GIVEN TEXT:
== == ==

Leftist links to organized crime hinted at in violent Guerrero state
The governor was vilified by demonstrators in Mexico City on Wednesday
Guadalajara -
In statements unlikely to help his credibility, embattled Guerrero Governor Ángel Aguirre Rivero said today that 43 students who vanished after being detained by Iguala municipal police late on Sept. 26 could still be alive.
"There are plenty of reasons to believe they could still turn up alive. For that reason, we've renewed our search for them," Aguirre added.
The governor, a member of Mexico's left wing Democratic Revolution Party (PRD), has been under intense criticism since a protest by radical dissidents from the Escuela Normal Rural de Ayotzinapa two weekends ago led to a confrontation with local security forces that resulted in six dead and two dozen wounded, including several bystanders. Mexico's Guerrero state in extreme civil disorder.
The 43 missing, which included members of a football team traveling by bus from Chilpancingo, the Guerrero state capital, were taken into custody the same night and have not been heard from since. But an eyewitness claims to have seen 17 of them at a local precinct house in Iguala, from which they were removed in police vehicles to a destination unknown. The team members, whose vehicle was unmarked, may have been mistaken for outside political agitators.
Several days later authorities made a grisly discovery in a remote rural area just outside of Iguala: six newly turned mass graves which yielded 28 human remains. All the bodies were incinerated, making immediate identification impossible. DNA analysis of the charred and dismembered corpses is now underway, but it may be weeks before the entire process is completed.
Most of Mexico is operating under the assumption that the remains are those of the missing students. But in curious comments today Aguirre told the press, "I can confirm that some of the bodies recovered are not those of the normalistas." Pointedly, he stopped short of saying how many victims have been identified, and whether any of them are known to be those seized in Iguala 15 days ago.
Hours later Mexican Attorney General Jesús Murillo Karam flatly contradicted Aguirre. "I don't know what information the governor claims to have. I'm monitoring this case closely, and I can tell you that none of the recovered remains have been identified."
Immediately after the Iguala shootings Gov. Aguirre acknowledged that city officials there are under the thumb of drug cartels and organized crime, as did the Guerrero state prosecutor. Iguala student protesters were killed by cartel executioners, aided by corrupt police. He admitted the mass graves probably held the normalistas, lending a tone of confusion if not desperation to his statements today.

== == ==

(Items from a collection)
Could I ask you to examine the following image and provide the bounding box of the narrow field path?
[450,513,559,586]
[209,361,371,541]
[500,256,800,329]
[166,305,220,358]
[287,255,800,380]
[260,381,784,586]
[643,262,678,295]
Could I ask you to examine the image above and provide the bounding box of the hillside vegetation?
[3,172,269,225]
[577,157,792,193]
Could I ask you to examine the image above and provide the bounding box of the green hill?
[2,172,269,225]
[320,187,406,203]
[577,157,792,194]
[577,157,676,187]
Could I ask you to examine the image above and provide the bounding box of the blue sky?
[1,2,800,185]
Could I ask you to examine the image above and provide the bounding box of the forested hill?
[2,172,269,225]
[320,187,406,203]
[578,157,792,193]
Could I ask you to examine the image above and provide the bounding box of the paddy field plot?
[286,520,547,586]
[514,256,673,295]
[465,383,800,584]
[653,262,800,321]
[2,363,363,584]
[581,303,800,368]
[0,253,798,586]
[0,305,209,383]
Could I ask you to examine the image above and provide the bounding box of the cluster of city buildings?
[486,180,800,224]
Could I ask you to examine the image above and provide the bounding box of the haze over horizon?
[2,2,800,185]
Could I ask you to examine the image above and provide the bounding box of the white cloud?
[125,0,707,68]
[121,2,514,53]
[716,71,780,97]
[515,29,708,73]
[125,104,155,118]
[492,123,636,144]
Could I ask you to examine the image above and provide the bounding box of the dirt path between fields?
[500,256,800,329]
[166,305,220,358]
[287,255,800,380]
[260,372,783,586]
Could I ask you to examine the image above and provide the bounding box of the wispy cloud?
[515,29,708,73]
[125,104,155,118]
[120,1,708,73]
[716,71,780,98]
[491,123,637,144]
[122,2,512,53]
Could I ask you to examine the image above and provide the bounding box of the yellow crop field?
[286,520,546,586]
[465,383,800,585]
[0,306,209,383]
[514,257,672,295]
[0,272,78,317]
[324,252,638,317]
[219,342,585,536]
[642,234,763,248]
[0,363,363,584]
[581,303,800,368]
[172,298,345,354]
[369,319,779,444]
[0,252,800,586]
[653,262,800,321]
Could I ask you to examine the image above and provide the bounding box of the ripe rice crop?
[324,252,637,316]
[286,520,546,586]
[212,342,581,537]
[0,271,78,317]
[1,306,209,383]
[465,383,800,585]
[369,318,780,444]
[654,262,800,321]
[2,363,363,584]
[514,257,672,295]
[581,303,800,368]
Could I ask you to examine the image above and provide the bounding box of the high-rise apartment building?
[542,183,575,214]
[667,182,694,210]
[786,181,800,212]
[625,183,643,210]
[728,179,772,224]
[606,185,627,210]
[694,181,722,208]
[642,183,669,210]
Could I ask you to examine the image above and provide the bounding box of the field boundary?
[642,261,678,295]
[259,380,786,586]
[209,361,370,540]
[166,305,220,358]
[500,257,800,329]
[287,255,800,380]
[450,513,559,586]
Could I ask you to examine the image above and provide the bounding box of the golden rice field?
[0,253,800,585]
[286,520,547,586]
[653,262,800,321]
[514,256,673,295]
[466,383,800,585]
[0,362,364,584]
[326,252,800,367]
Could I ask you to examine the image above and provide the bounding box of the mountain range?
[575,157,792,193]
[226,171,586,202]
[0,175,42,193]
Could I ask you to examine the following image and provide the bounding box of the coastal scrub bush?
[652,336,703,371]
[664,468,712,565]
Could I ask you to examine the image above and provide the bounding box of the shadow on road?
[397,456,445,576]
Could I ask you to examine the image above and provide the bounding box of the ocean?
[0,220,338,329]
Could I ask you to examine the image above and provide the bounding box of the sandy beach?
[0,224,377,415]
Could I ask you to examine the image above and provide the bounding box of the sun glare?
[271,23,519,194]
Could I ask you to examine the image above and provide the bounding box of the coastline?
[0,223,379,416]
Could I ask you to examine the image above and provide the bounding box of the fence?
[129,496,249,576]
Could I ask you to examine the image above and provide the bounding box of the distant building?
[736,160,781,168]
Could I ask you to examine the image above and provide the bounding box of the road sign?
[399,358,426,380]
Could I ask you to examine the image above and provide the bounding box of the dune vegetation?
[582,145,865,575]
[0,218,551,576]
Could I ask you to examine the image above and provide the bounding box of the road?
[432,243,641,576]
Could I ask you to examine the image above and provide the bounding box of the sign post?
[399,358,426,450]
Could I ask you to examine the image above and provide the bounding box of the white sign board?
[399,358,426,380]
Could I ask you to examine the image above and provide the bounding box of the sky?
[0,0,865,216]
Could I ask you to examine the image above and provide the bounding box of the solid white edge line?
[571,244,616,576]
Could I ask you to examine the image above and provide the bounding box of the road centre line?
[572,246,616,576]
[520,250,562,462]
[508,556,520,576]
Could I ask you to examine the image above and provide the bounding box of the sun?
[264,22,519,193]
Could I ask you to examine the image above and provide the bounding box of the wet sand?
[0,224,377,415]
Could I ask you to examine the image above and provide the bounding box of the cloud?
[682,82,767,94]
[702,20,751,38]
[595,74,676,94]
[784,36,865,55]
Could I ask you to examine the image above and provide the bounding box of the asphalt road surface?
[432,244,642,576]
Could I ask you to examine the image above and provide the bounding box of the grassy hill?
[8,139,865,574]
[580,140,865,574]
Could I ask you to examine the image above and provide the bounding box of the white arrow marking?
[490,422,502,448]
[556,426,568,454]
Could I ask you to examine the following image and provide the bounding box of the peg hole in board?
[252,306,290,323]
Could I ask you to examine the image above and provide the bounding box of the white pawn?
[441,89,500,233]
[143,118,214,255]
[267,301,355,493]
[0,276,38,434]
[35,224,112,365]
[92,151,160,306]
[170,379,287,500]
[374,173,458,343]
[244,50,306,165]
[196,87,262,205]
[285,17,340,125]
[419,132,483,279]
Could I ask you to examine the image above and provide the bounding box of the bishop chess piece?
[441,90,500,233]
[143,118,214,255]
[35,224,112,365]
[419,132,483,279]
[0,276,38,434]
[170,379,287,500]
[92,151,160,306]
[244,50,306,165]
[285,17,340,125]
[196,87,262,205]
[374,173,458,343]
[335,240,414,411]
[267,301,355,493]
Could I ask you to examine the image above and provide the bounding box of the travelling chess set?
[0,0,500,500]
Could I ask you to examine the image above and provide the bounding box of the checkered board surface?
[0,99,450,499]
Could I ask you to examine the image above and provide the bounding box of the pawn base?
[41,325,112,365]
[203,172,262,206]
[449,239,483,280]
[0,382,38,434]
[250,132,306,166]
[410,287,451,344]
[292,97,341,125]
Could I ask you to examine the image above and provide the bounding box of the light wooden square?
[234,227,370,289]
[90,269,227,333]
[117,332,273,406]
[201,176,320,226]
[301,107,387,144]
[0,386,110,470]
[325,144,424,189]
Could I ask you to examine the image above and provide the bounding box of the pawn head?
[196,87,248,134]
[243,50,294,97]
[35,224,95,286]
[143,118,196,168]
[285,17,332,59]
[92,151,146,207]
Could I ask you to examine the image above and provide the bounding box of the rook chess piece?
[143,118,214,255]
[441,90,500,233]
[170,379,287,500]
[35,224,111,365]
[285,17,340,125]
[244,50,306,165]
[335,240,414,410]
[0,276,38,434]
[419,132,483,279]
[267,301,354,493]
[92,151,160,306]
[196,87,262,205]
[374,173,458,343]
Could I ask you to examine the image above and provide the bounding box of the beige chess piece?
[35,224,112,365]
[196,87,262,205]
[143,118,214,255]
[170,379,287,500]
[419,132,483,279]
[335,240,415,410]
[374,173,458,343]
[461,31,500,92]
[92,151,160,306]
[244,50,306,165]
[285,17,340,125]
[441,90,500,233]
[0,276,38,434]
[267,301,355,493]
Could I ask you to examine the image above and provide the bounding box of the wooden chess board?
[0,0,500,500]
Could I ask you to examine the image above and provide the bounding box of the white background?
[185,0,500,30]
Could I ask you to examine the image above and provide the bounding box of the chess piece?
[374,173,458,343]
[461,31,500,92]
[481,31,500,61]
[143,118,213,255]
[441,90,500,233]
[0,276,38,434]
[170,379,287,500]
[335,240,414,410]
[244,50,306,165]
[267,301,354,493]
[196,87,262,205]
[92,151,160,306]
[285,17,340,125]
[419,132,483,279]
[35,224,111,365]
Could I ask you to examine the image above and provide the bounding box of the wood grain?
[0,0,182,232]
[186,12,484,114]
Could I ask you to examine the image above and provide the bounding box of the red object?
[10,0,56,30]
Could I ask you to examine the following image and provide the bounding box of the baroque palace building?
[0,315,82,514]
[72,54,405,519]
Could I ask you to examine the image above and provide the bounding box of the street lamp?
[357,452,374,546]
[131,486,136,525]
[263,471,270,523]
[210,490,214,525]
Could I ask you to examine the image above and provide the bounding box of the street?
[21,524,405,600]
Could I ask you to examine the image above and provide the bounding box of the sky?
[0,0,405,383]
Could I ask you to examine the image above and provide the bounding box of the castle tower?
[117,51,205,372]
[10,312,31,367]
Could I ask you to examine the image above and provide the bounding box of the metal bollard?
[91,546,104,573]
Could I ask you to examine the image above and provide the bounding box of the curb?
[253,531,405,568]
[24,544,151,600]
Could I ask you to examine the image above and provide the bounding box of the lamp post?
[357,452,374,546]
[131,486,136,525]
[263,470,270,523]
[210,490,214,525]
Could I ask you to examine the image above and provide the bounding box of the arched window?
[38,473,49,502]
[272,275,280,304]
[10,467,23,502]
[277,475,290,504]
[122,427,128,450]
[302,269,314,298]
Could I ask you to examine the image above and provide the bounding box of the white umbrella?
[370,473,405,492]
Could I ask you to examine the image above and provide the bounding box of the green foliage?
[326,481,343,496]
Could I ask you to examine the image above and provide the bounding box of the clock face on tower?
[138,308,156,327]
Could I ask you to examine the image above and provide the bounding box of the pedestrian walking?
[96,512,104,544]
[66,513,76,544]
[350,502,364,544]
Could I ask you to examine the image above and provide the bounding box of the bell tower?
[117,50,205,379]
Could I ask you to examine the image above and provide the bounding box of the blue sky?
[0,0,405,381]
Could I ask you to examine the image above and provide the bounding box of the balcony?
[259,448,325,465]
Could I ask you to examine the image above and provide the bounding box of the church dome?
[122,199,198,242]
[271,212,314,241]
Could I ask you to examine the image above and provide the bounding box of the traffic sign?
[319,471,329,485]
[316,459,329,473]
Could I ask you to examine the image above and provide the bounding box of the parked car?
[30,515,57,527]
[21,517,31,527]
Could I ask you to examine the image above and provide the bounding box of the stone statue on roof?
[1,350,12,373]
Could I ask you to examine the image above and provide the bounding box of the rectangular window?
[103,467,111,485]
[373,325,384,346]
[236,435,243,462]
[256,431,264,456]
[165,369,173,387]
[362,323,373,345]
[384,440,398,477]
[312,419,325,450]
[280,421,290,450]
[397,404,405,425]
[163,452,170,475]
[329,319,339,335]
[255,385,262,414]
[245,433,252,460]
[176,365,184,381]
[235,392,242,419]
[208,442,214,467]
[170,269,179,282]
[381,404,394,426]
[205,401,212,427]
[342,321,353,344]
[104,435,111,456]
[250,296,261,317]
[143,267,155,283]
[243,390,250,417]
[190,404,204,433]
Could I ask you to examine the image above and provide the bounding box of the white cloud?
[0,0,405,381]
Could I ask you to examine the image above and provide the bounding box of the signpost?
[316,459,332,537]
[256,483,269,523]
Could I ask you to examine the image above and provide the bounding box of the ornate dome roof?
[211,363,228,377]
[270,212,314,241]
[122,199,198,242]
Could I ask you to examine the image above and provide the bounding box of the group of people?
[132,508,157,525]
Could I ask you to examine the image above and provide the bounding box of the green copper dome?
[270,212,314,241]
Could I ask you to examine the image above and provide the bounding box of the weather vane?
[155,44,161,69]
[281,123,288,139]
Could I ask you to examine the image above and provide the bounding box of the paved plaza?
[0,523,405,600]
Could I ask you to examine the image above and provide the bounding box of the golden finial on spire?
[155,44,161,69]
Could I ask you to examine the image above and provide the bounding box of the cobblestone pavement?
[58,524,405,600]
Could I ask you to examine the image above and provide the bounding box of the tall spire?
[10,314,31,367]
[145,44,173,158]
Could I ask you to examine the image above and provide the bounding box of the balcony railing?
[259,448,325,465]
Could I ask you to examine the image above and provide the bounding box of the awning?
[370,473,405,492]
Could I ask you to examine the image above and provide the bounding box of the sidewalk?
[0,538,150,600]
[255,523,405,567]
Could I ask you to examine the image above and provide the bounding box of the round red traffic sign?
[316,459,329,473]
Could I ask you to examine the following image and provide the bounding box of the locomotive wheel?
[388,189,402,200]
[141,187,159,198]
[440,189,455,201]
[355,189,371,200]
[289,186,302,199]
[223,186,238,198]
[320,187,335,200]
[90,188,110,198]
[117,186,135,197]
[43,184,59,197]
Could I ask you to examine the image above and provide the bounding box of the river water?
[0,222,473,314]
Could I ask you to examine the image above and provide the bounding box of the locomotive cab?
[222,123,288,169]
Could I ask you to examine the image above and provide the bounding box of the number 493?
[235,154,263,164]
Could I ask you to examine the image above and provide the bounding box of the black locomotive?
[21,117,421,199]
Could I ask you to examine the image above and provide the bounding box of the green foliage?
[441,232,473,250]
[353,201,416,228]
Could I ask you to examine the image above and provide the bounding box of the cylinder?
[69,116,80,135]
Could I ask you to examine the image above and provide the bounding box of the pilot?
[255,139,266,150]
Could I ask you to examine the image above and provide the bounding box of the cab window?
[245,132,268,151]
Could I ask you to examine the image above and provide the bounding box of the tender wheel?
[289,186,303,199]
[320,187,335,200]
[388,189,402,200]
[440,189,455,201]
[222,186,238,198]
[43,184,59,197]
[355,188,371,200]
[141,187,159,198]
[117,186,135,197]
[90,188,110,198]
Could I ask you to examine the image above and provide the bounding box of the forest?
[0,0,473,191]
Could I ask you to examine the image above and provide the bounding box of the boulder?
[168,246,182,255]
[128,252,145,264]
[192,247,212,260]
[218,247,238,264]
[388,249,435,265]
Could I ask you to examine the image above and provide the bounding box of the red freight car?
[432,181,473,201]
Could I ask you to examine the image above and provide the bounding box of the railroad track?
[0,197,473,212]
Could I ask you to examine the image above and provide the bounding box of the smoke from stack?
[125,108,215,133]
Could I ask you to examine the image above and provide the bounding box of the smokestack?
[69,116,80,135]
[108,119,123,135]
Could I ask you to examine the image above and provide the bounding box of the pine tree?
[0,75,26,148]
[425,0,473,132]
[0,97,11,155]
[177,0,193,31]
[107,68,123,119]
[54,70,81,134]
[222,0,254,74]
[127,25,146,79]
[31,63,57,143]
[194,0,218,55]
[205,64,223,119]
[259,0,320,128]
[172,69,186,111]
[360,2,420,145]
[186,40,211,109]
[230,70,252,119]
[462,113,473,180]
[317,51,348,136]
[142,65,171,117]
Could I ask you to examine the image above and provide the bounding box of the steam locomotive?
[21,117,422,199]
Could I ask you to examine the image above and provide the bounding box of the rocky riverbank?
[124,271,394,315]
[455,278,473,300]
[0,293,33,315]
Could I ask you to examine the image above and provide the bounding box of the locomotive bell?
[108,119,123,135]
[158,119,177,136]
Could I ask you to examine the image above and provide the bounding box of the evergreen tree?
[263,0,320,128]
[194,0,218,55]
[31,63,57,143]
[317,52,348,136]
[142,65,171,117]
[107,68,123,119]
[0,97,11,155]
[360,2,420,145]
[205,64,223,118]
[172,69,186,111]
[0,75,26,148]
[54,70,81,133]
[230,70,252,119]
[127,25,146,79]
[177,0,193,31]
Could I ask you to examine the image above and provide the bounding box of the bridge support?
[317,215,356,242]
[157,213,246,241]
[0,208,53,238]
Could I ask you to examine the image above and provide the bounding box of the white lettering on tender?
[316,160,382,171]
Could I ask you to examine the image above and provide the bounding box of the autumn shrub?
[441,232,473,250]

== == ==

TASK INSTRUCTIONS:
Copy the passage of the news article on the missing Guerrero students word for word, starting at "The 43 missing, which" and ending at "process is completed.".

RESULT BELOW:
The 43 missing, which included members of a football team traveling by bus from Chilpancingo, the Guerrero state capital, were taken into custody the same night and have not been heard from since. But an eyewitness claims to have seen 17 of them at a local precinct house in Iguala, from which they were removed in police vehicles to a destination unknown. The team members, whose vehicle was unmarked, may have been mistaken for outside political agitators.
Several days later authorities made a grisly discovery in a remote rural area just outside of Iguala: six newly turned mass graves which yielded 28 human remains. All the bodies were incinerated, making immediate identification impossible. DNA analysis of the charred and dismembered corpses is now underway, but it may be weeks before the entire process is completed.